◆ **Written task 1**
Update the rows from the line containing "Where can the man be" through the last row, replacing "pink sticky note" with "magenta sticky note" and leaving everything else unchanged.

◆ **Excerpt provided**
Begin

You may want to read about quantification in XQuery

In [13]:
### BEGIN SOLUTION
with open("/tmp/query.xq","w") as q:
    q.write('''\
for $x in doc("/tmp/products.xml")/Products/Maker
where $x[Printer and Laptop]
return data($x/@name)
''')
### END SOLUTION
%system xqilla /tmp/query.xq

['E']

#### 2d) Find the names of the makers that produce at least two PC’s with a speed of 2.00 or more. [ 10 pts ]

There's only one such maker (`A`). This problem exercises the Axes.

In [14]:
### BEGIN SOLUTION
with open("/tmp/query.xq","w") as q:
    q.write('''\
for $x in doc("/tmp/products.xml")/Products/Maker
where count($x/PC[Speed>=2])>=2
return data($x/@name)
''')

End

◆ **Listed records**
Begin

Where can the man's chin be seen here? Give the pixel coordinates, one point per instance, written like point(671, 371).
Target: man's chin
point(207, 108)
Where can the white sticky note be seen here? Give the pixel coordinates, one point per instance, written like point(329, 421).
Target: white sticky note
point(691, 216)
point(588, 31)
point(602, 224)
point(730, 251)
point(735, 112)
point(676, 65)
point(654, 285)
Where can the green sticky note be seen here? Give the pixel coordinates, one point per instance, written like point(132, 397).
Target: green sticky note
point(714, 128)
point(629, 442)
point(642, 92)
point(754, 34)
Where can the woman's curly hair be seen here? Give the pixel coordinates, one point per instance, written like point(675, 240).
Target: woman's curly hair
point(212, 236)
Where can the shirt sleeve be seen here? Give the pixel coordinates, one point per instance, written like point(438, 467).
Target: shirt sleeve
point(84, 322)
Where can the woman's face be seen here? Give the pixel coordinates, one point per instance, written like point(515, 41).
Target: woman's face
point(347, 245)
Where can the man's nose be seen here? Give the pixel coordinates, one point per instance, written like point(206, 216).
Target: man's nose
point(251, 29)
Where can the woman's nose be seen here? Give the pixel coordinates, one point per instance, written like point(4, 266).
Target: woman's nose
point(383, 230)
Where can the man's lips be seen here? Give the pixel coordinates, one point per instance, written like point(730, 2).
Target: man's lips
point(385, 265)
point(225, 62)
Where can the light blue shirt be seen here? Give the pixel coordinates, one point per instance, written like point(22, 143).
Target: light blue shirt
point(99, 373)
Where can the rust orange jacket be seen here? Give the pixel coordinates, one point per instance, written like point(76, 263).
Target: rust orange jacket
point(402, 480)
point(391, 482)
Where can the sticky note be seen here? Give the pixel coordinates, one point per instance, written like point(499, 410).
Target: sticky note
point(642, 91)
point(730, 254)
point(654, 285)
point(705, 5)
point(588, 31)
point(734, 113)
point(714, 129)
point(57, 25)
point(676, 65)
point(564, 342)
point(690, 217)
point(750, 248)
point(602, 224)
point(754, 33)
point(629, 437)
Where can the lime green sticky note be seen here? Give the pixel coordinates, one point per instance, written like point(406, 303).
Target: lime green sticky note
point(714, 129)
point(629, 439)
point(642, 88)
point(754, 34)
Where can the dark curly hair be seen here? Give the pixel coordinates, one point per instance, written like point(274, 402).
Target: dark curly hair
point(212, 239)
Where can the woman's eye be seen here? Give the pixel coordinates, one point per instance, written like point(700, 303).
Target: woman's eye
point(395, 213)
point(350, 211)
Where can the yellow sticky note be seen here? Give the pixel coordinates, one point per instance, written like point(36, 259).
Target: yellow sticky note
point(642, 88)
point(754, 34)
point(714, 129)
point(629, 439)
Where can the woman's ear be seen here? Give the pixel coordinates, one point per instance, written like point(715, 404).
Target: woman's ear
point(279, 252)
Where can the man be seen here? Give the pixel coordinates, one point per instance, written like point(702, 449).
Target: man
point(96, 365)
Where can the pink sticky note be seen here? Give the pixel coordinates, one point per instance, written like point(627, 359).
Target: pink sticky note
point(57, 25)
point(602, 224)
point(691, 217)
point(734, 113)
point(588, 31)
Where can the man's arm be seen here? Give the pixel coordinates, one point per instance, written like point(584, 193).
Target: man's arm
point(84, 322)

End

◆ **Written task 2**
Answer these questions about the XQuery excerpt above.
(a) What result did the first query return?
(b) How many points is problem 2d worth?
(c) Which maker is named as the only one meeting the condition in problem 2d?

◆ **Full solution 1**
Where can the man be seen here? Give the pixel coordinates, one point per instance, written like point(702, 449).
Target: man
point(96, 365)
Where can the magenta sticky note be seen here? Give the pixel coordinates, one point per instance, written like point(627, 359).
Target: magenta sticky note
point(57, 25)
point(602, 224)
point(691, 217)
point(734, 113)
point(588, 31)
Where can the man's arm be seen here? Give the pixel coordinates, one point per instance, written like point(584, 193).
Target: man's arm
point(84, 322)

◆ **Full solution 2**
(a) ['E']
(b) 10 points
(c) A